══ Material provided

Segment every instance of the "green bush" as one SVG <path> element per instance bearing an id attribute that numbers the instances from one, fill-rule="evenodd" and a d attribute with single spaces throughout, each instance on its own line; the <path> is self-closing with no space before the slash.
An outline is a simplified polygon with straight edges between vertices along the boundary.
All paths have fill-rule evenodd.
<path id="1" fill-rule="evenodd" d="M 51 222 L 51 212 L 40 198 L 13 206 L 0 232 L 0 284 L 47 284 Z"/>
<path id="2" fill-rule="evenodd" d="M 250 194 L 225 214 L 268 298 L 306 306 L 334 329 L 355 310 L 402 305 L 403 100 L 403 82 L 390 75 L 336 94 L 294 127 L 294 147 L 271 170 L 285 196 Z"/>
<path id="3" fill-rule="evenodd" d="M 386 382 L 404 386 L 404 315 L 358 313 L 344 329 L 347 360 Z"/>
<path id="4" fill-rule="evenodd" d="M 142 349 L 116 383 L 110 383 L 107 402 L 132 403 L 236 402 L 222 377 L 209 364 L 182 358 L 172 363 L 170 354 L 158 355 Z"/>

════

**Task objective**
Pull out every line of the records that contains the string "fill", and copy each of those lines in full.

**Solution for this exercise**
Segment every instance of the "green bush" as one SVG <path> element per instance bearing an id attribute that numbers the instances from one, fill-rule="evenodd" and a d attribute with single spaces throughout, each instance on its own line; the <path> is self-closing with no space before the slash.
All paths have fill-rule evenodd.
<path id="1" fill-rule="evenodd" d="M 51 222 L 51 212 L 40 198 L 13 206 L 0 232 L 0 284 L 47 284 Z"/>
<path id="2" fill-rule="evenodd" d="M 250 194 L 225 214 L 268 298 L 306 306 L 334 329 L 355 310 L 402 305 L 403 100 L 403 82 L 390 75 L 336 94 L 294 127 L 294 147 L 271 170 L 285 196 Z"/>
<path id="3" fill-rule="evenodd" d="M 386 382 L 404 386 L 404 315 L 358 313 L 344 329 L 347 360 Z"/>
<path id="4" fill-rule="evenodd" d="M 142 349 L 116 383 L 110 383 L 107 402 L 132 403 L 236 402 L 222 377 L 209 364 L 182 358 L 172 363 L 170 354 L 158 355 Z"/>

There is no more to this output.